*GIVEN TASK*
All of the material below is to be retyped exactly.

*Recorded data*
○ ○ ○ ○ ○
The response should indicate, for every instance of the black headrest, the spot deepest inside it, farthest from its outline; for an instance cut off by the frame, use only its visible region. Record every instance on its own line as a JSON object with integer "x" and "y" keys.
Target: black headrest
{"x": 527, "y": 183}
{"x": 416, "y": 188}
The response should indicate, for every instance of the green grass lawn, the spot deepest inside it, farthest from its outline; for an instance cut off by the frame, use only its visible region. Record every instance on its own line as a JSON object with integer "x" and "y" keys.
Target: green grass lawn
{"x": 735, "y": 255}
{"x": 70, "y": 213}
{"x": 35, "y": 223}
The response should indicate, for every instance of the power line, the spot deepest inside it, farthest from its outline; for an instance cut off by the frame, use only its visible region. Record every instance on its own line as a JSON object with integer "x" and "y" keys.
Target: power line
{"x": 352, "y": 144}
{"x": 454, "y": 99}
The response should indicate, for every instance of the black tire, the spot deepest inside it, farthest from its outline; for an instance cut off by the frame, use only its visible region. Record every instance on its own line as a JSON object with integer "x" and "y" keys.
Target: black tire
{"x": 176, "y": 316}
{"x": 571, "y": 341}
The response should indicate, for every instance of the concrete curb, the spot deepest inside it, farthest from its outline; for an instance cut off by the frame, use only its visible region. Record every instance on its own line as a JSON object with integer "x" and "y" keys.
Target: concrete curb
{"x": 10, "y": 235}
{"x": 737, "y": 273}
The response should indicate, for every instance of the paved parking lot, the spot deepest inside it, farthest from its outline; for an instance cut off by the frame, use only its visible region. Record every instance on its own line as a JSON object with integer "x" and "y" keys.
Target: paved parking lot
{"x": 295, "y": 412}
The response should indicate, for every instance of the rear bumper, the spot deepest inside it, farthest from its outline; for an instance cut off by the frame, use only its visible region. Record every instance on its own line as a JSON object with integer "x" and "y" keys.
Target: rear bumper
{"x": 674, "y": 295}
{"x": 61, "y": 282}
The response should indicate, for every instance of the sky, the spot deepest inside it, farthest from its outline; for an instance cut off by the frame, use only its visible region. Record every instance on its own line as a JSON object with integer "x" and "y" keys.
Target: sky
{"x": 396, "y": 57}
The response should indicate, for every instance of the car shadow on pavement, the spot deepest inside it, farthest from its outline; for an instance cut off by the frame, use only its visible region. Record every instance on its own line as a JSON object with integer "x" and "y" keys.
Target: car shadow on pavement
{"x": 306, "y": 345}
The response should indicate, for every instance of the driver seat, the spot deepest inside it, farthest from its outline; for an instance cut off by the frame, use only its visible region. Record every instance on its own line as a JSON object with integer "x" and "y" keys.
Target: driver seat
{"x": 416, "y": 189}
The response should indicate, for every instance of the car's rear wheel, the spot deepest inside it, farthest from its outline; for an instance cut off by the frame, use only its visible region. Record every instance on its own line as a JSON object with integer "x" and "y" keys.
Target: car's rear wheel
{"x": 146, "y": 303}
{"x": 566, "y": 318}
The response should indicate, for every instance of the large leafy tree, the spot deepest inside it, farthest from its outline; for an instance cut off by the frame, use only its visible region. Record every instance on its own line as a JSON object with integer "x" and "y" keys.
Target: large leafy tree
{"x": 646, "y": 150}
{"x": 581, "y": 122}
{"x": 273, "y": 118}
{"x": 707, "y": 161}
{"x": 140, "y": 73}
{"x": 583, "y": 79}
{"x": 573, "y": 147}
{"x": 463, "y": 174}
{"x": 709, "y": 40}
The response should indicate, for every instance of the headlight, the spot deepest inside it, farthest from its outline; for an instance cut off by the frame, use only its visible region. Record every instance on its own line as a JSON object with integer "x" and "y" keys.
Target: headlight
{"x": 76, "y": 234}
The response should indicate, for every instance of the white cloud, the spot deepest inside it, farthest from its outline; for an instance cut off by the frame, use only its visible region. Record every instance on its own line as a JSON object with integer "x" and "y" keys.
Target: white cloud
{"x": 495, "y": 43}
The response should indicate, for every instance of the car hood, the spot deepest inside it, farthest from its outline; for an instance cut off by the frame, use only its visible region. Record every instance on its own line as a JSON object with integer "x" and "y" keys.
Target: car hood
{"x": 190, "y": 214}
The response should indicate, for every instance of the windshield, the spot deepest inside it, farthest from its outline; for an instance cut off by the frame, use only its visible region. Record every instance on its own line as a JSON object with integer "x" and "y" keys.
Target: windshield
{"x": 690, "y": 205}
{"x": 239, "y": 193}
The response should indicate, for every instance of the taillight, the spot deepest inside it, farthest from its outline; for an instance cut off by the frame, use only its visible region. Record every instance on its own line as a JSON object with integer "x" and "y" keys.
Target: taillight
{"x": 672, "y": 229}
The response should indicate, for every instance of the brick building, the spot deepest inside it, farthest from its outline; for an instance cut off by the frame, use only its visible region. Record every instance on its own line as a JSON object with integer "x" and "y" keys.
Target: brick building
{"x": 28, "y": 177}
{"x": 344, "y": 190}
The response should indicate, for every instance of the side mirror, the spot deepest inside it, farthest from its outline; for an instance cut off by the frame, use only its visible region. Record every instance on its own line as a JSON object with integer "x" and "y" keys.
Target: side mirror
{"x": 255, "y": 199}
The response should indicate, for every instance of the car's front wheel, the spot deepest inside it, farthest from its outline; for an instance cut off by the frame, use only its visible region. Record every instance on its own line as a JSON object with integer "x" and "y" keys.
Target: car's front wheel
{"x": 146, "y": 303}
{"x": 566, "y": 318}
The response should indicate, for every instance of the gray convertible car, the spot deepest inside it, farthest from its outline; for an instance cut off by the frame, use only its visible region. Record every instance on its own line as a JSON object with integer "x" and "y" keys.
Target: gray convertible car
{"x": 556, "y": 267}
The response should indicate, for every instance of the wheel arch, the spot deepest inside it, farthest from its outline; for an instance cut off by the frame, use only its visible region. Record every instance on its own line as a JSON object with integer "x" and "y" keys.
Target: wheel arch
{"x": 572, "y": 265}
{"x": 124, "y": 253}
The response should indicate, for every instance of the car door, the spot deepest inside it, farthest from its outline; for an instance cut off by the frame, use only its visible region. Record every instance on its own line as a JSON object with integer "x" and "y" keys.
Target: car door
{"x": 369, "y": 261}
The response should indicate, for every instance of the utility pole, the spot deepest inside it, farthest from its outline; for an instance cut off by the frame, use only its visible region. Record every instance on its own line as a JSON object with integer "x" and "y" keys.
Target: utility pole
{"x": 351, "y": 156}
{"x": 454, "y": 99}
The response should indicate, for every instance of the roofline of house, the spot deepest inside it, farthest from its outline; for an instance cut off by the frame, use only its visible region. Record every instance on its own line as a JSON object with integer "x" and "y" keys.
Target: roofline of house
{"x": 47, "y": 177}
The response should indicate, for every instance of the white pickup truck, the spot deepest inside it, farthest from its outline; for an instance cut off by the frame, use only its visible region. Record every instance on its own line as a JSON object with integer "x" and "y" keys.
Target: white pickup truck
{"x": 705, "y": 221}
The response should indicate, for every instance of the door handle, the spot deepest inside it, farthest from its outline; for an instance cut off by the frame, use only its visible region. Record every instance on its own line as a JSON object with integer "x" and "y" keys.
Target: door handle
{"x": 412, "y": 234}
○ ○ ○ ○ ○
*RIGHT ANSWER*
The response should indicate, for every instance of the black headrest, the spot deepest inside it, farthest from its outline; for an instance cut off by the frame, use only its visible region. Record every instance on its own line as a JSON object with integer "x" and "y" keys.
Target: black headrest
{"x": 527, "y": 183}
{"x": 416, "y": 188}
The response should indicate, for every instance of the green grass lawn, the spot deepest inside it, farthest from its outline; for an instance cut off by the frame, use only its visible region. Record every instance on its own line as a JSON object with integer "x" and "y" keys.
Target: green grass lawn
{"x": 735, "y": 255}
{"x": 70, "y": 213}
{"x": 35, "y": 223}
The response should indicate, for every instance of the power line, the spot deepest inside it, farthest from its outline; for an instance cut off by the frame, use only its visible region. Record every instance on its own line as a JSON object with integer "x" and "y" keys.
Target: power line
{"x": 352, "y": 144}
{"x": 454, "y": 99}
The response should indicate, for every instance of the black tire, the spot deepest inside it, farthest from its outline; for an instance cut off by the frame, use only its visible region. Record every instance on its own line as a JSON object with integer "x" and "y" keys.
Target: black tire
{"x": 176, "y": 316}
{"x": 571, "y": 341}
The response should indicate, for every instance of the concrete curb, the spot deepest inside it, farthest from its outline; for an instance cut off by the frame, use only its visible region. Record every instance on its own line as a JSON object with integer "x" and "y" keys.
Target: concrete curb
{"x": 10, "y": 235}
{"x": 737, "y": 273}
The response should indicate, for every instance of the paved parking lot, the spot deepest inside it, farthest from its outline; for an instance cut off by the frame, use only its visible region. Record every instance on its own line as a JSON object with integer "x" and "y" keys.
Target: paved parking lot
{"x": 295, "y": 412}
The response should indicate, for every instance of the rear bumper, the spot deepest inside it, farthest from its outline; for an instance cut off by the frame, use only its visible region. Record every instance on its own line as a JSON object with integer "x" and "y" keys.
Target: rear bumper
{"x": 674, "y": 295}
{"x": 61, "y": 282}
The response should indicate, for every instance of the sky, the spot deepest inside it, farthest from its outline; for an instance cut off by the frame, use only its visible region. Record every instance on its own line as a JSON object with integer "x" and "y" keys.
Target: sky
{"x": 396, "y": 57}
The response should indicate, for every instance of the car shadow on pavement, the spot deepest inside it, farthest from its outline; for an instance cut off by the frame, use only its visible region. Record every instance on its own line as a JSON object with integer "x" and "y" keys.
Target: car shadow on pavement
{"x": 306, "y": 345}
The response should indicate, for every instance of the driver seat, the spot deepest inside it, farthest from its outline; for an instance cut off by the frame, use only its visible region. Record every instance on its own line as a JSON object with integer "x" and "y" keys.
Target: driver seat
{"x": 416, "y": 189}
The response should indicate, for every instance of the car's rear wheel, the spot deepest inside it, farthest from its outline; for an instance cut off by the frame, use only its visible region. Record every instance on its own line as a JSON object with integer "x" and "y" keys.
Target: car's rear wheel
{"x": 146, "y": 303}
{"x": 566, "y": 318}
The response should indicate, for every instance of the large leafy tree, the spot deepest inside it, farthest from its outline; for an instance cut off by the frame, use only its visible region. Record every instance on its own line as a JSON object with integer "x" and "y" keys.
Target: large leafy tree
{"x": 646, "y": 150}
{"x": 581, "y": 122}
{"x": 273, "y": 118}
{"x": 707, "y": 161}
{"x": 140, "y": 73}
{"x": 583, "y": 79}
{"x": 573, "y": 147}
{"x": 463, "y": 174}
{"x": 709, "y": 40}
The response should indicate, for every instance of the headlight, the spot deepest inside it, farthest from its outline; for an instance cut off by the frame, use only its visible region. Record every instance on its own line as a JSON object with integer "x" and "y" keys.
Target: headlight
{"x": 76, "y": 234}
The response should indicate, for every instance of the white cloud, the spot deepest inside it, farthest from its outline; for an instance cut off by the frame, use only its visible region. Record every instance on its own line as a JSON object with integer "x" and "y" keys.
Target: white cloud
{"x": 495, "y": 43}
The response should indicate, for every instance of the car hood, the spot deepest inside it, farthest from its outline; for an instance cut off by the frame, use only its visible region. Record every instance on its own line as a JSON object with integer "x" and "y" keys.
Target: car hood
{"x": 190, "y": 214}
The response should indicate, for every instance of the windshield, the spot deepest inside it, farthest from its outline; for an instance cut off by the frame, use only its visible region. Record every instance on its own line as a JSON object with integer "x" and "y" keys.
Target: windshield
{"x": 690, "y": 205}
{"x": 239, "y": 193}
The response should indicate, for every instance of the taillight, the spot deepest inside it, farthest from its outline; for an instance cut off by the frame, use only its visible region. Record every instance on its own line as a JSON object with integer "x" and "y" keys.
Target: taillight
{"x": 672, "y": 229}
The response should indicate, for every instance of the brick building, the spot deepest inside it, farthest from its outline; for an instance cut off by the frame, use only its visible region. Record every instance on its own line as a JSON object with integer "x" and "y" keys.
Target: brick building
{"x": 28, "y": 177}
{"x": 344, "y": 190}
The response should indicate, for every instance of the side mirror, the spot deepest inside it, farthest from its outline; for an instance cut off by the frame, use only its visible region. Record every instance on its own line as a JSON object with integer "x" and "y" keys.
Target: side mirror
{"x": 255, "y": 199}
The response should indicate, for every instance of the car's front wheel, the spot deepest inside it, farthest from its outline; for an instance cut off by the frame, use only its visible region. Record every instance on its own line as a JSON object with integer "x" and "y" keys.
Target: car's front wheel
{"x": 146, "y": 303}
{"x": 566, "y": 318}
The response should indicate, for every instance of the gray convertible car, the spot deepest inside it, farthest from its outline; for an instance cut off by the frame, use only its visible region. Record every instance on its own line as a JSON object with integer "x" and "y" keys.
Target: gray convertible car
{"x": 556, "y": 267}
The response should indicate, for every instance of the wheel arch, the spot deepest inside it, farthest from its outline; for an instance cut off by the frame, use only its visible region. Record every instance on its own line as a JSON object with integer "x" and "y" keys.
Target: wheel arch
{"x": 572, "y": 265}
{"x": 124, "y": 253}
The response should indicate, for every instance of the car door, the spot deepest inside it, farthest from its outline; for an instance cut off by the frame, use only its visible region. Record every instance on its own line as a JSON object with integer "x" and "y" keys.
Target: car door
{"x": 369, "y": 261}
The response should indicate, for every instance of the utility pole, the spot deepest inside it, farthest from its outline; for an instance cut off by the frame, use only its visible region. Record every instance on its own line as a JSON object with integer "x" and "y" keys.
Target: utility pole
{"x": 351, "y": 156}
{"x": 454, "y": 99}
The response should indicate, for every instance of the roofline of house, the spot deepest inside it, farthest from its outline; for an instance cut off by the frame, use only its visible region. Record every instance on its own line as a JSON object with integer "x" and "y" keys.
Target: roofline of house
{"x": 47, "y": 177}
The response should indicate, for every instance of the white pickup truck, the spot deepest inside it, farthest from its outline; for an instance cut off by the frame, use only its visible region. Record every instance on its own line as a JSON object with integer "x" and "y" keys.
Target: white pickup truck
{"x": 705, "y": 221}
The response should indicate, for every instance of the door handle, the spot deepest inside it, farthest from its outline; for an instance cut off by the frame, use only its visible region. Record every instance on its own line as a JSON object with integer "x" and "y" keys.
Target: door handle
{"x": 412, "y": 234}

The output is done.